**SHORT EXERCISE**. Present all of the material below as a Markdown table with the columns Row and Text, one numbered line per row and blank lines left out. Omit the pictures.
'''
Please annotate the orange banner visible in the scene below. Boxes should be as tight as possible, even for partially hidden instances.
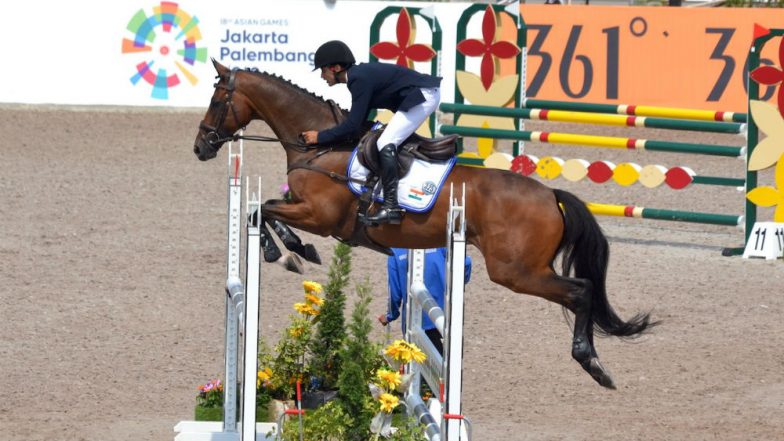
[520,4,784,112]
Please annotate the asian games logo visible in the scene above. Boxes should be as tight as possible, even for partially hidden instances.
[122,2,207,100]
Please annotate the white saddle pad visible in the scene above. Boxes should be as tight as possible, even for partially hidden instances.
[346,149,457,213]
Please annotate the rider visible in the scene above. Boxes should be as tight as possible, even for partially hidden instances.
[302,40,441,224]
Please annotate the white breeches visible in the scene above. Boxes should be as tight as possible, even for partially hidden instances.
[376,87,441,150]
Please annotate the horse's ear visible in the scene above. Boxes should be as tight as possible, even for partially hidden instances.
[210,58,229,76]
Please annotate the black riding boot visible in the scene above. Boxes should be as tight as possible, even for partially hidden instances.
[367,144,403,225]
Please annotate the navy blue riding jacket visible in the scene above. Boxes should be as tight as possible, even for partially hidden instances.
[318,63,441,144]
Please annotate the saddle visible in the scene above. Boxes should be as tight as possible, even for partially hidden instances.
[357,125,458,177]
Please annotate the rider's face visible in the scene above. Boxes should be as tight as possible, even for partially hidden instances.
[321,66,338,86]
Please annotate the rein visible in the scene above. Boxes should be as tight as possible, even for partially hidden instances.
[199,68,365,185]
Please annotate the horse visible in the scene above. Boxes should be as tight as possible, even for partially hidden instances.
[193,60,658,389]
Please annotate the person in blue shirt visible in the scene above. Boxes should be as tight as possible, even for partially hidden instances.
[301,40,441,225]
[378,248,471,354]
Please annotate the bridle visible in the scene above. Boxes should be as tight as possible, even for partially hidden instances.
[199,68,366,185]
[199,67,314,153]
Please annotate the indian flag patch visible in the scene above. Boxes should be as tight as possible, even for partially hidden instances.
[408,187,425,201]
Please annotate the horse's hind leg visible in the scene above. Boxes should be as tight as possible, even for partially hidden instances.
[485,253,615,389]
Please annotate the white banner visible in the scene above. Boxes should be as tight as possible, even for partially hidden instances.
[0,0,470,108]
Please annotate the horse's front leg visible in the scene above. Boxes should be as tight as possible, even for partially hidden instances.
[264,199,321,265]
[261,200,334,237]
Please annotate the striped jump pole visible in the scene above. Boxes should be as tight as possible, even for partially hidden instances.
[440,103,746,134]
[441,125,746,158]
[522,98,748,123]
[586,202,745,227]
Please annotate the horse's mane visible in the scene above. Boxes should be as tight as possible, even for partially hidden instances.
[239,68,348,114]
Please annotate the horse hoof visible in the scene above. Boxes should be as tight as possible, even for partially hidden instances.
[302,244,321,265]
[581,357,615,390]
[281,253,305,274]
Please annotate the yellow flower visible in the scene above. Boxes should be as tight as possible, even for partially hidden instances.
[376,369,401,389]
[305,293,324,306]
[378,393,400,413]
[294,303,319,315]
[256,368,272,388]
[385,340,427,363]
[302,280,324,294]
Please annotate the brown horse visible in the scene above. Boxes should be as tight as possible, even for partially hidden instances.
[193,61,655,388]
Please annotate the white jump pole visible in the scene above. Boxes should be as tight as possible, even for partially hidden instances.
[405,185,470,441]
[223,140,245,432]
[174,137,277,441]
[441,184,470,441]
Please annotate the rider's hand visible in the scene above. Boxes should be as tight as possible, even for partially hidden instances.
[300,130,318,144]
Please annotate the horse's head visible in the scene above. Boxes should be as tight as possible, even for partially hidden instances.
[193,59,252,161]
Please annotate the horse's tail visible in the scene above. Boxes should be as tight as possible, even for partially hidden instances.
[554,189,657,337]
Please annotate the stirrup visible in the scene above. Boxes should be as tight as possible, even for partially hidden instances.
[365,207,405,226]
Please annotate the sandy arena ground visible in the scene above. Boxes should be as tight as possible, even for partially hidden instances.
[0,105,784,441]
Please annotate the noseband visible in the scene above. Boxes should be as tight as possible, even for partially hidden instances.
[199,68,239,145]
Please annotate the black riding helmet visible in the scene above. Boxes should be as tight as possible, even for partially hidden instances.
[313,40,356,70]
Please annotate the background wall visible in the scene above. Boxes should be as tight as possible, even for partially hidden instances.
[0,0,784,111]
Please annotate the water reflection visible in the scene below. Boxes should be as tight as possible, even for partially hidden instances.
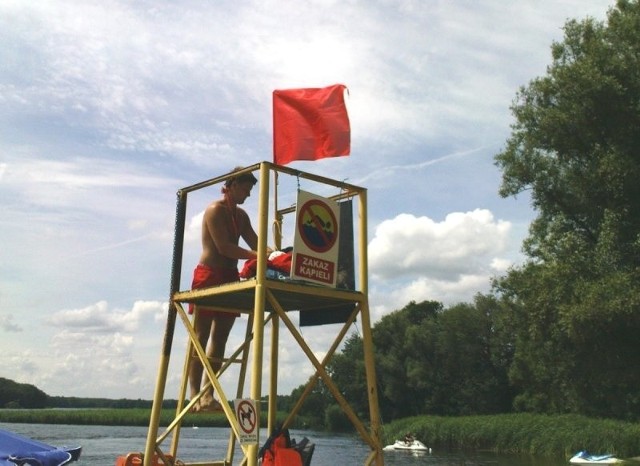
[0,423,569,466]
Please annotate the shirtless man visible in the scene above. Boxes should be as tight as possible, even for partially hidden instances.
[189,168,258,412]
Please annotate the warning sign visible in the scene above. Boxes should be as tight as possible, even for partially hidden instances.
[291,191,339,286]
[233,399,258,445]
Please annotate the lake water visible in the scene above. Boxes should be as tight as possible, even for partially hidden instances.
[0,423,569,466]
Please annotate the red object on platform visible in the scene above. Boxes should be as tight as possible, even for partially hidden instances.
[273,84,351,165]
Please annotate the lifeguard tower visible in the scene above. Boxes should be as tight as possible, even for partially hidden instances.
[132,162,384,466]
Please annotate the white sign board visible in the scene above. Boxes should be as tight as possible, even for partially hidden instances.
[233,399,260,445]
[291,191,340,287]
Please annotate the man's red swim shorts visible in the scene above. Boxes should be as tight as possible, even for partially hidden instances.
[189,264,240,317]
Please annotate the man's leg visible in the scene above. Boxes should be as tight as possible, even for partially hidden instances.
[189,312,213,411]
[200,314,236,409]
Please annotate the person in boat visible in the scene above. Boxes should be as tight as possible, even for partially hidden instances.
'''
**COMPLETE RESPONSE**.
| Row | Text |
|---|---|
| 1 | Please annotate the orange banner visible in the scene below. Boxes should be as tight as possible, even for partially hidden instances. |
| 2 | [520,4,784,112] |
| 3 | Please annotate the asian games logo visible in the scene above. Boxes should be as tight as possible, even for partially hidden instances. |
| 4 | [122,2,207,100] |
| 5 | Please annotate the white saddle pad visible in the scene above. Boxes should be as tight as possible, even for partially hidden instances. |
| 6 | [346,149,457,213] |
| 7 | Please annotate the rider visible in the scene above. Boxes should be as tight as possible, even for partially hidden instances. |
| 8 | [302,40,441,224] |
| 9 | Please annotate the white breeches visible in the scene above. Boxes should be as tight as possible, even for partially hidden instances. |
| 10 | [376,87,441,150] |
| 11 | Please annotate the horse's ear visible in the scene above. Boxes should be as tight as possible, even for partially hidden instances. |
| 12 | [210,58,229,76] |
| 13 | Please annotate the black riding boot visible in the scene above. Boxes should be as tight as possible, even for partially hidden instances. |
| 14 | [367,144,403,225] |
| 15 | Please annotate the navy blue riding jacket visible in the scene above. Boxes should be as tight as possible, even for partially hidden instances. |
| 16 | [318,63,441,144] |
| 17 | Please annotate the saddle visible in the scene above. Boxes should be as tight as possible, even for partially hidden instances. |
| 18 | [357,125,458,177] |
| 19 | Please annotate the rider's face visible in the scene above. Boxes should be as tight as possible, even for partially hidden instances. |
| 20 | [321,66,338,86] |
| 21 | Please annotate the rein visible in the scene above. Boxes should be as tight as possible, even for partially hidden instances. |
| 22 | [199,68,365,185] |
| 23 | Please annotate the horse visible in the scene above. Boxes should be as tight as possible, even for partially hidden instances. |
| 24 | [193,60,658,389] |
| 25 | Please annotate the person in blue shirt visible in the scene above. Boxes should be as tight as possible, even for partially hidden instances. |
| 26 | [301,40,441,225] |
| 27 | [378,248,471,354] |
| 28 | Please annotate the bridle visible in the scene above. Boxes should be as tight as possible, even for partially hidden instances. |
| 29 | [199,68,366,185] |
| 30 | [199,67,314,153] |
| 31 | Please annotate the indian flag patch visible in the scene above. Boxes should be as tight as possible, even for partially hidden instances. |
| 32 | [408,187,425,201] |
| 33 | Please annotate the horse's hind leg visible in the scene above. Boxes should be as tight as possible, even for partially hidden instances. |
| 34 | [485,253,615,389] |
| 35 | Please annotate the white banner visible in the scene above. Boxes should be as tight as possible, even for partially hidden instances. |
| 36 | [0,0,470,108] |
| 37 | Please annotate the horse's front leg visible in the scene above. Boxes should be as tight as possible, even for partially hidden instances. |
| 38 | [264,199,321,265] |
| 39 | [261,200,334,237] |
| 40 | Please annotate the striped jump pole visible in the scene above. Boxes should be as tight as possible, even for partially hidden instances. |
| 41 | [440,103,746,134] |
| 42 | [441,125,746,158] |
| 43 | [522,98,748,123] |
| 44 | [586,202,745,227] |
| 45 | Please annotate the horse's mane visible in the scene above. Boxes should be as tight as possible, even for partially hidden instances. |
| 46 | [239,68,348,114] |
| 47 | Please annotate the horse hoof visible in the scene above. Boxes should be as tight as possible, even for partially hidden instances. |
| 48 | [302,244,321,265] |
| 49 | [581,357,615,390] |
| 50 | [281,253,305,274] |
| 51 | Please annotate the yellow flower visible in the scene above. Boxes should be as tight as possible, even for partially hidden instances. |
| 52 | [376,369,401,389] |
| 53 | [305,293,324,306] |
| 54 | [378,393,400,413] |
| 55 | [294,303,319,315] |
| 56 | [256,368,272,388] |
| 57 | [385,340,427,363] |
| 58 | [302,280,324,294] |
| 59 | Please annotate the brown horse visible in the scene above. Boxes should be as tight as possible, even for partially hidden instances. |
| 60 | [193,61,655,388] |
| 61 | Please annotate the white jump pole visible in the scene above. Boxes should be as tight as possible, even for partially hidden instances. |
| 62 | [405,185,470,441] |
| 63 | [223,140,245,432] |
| 64 | [174,137,277,441] |
| 65 | [441,184,470,441] |
| 66 | Please annotate the rider's hand visible in the scene above. Boxes should be as tight as possible, even for partially hidden instances. |
| 67 | [300,130,318,144] |
| 68 | Please annotate the horse's head visible in the scene above. Boxes should be as tight as possible, even for partially hidden instances. |
| 69 | [193,59,252,161] |
| 70 | Please annotate the horse's tail visible in the scene above. Boxes should be as tight as possible, even for partially hidden instances. |
| 71 | [554,189,657,337] |
| 72 | Please annotate the stirrup visible in the scene above. Boxes should be as tight as possible, even for partially hidden instances. |
| 73 | [365,207,405,226] |
| 74 | Please annotate the sandy arena ground visible in the scene above. Boxes should be as tight as possible, even for partially hidden instances. |
| 75 | [0,105,784,441] |
| 76 | Please annotate the noseband visible in the scene above. Boxes should be as tight as possible, even for partially hidden instances. |
| 77 | [199,68,239,145] |
| 78 | Please annotate the black riding helmet visible in the scene above. Boxes should be as tight as possible, even for partially hidden instances. |
| 79 | [313,40,356,70] |
| 80 | Please annotate the background wall visible in the scene above. Boxes should be as tight as possible, even for partially hidden instances. |
| 81 | [0,0,784,111] |
| 82 | Please annotate the water reflection visible in the scene below. Boxes should be as tight as possible, even for partially hidden instances. |
| 83 | [0,423,569,466] |
| 84 | Please annotate the shirtless man visible in the scene above. Boxes should be as tight as possible, even for partially hidden instances. |
| 85 | [189,168,258,412] |
| 86 | Please annotate the warning sign visible in the scene above. Boxes should be as tight as possible, even for partially hidden instances. |
| 87 | [291,191,339,286] |
| 88 | [233,399,258,445] |
| 89 | Please annotate the lake water visible in the scene above. Boxes should be as tight as possible, even for partially hidden instances. |
| 90 | [0,423,569,466] |
| 91 | Please annotate the red object on platform visible in the scene above. Boxes should be as tight as possible, even for partially hidden instances. |
| 92 | [273,84,351,165] |
| 93 | Please annotate the lifeguard tower visible in the scene above. Boxes should be as tight as possible, even for partially hidden instances. |
| 94 | [132,162,384,466] |
| 95 | Please annotate the white sign board visible in the scene above. Boxes should be as tight as possible, even for partially hidden instances. |
| 96 | [233,399,260,445] |
| 97 | [291,191,340,287] |
| 98 | Please annotate the man's red swim shorts visible in the scene above. Boxes should be as tight as possible, even for partially hidden instances. |
| 99 | [189,264,240,317] |
| 100 | Please annotate the man's leg visible in the scene above. Boxes should be as tight as possible, even for partially hidden instances. |
| 101 | [189,312,213,411] |
| 102 | [200,314,236,409] |
| 103 | Please annotate the person in boat visible in the scene above. Boxes should be as tight as possible, even for partially hidden instances. |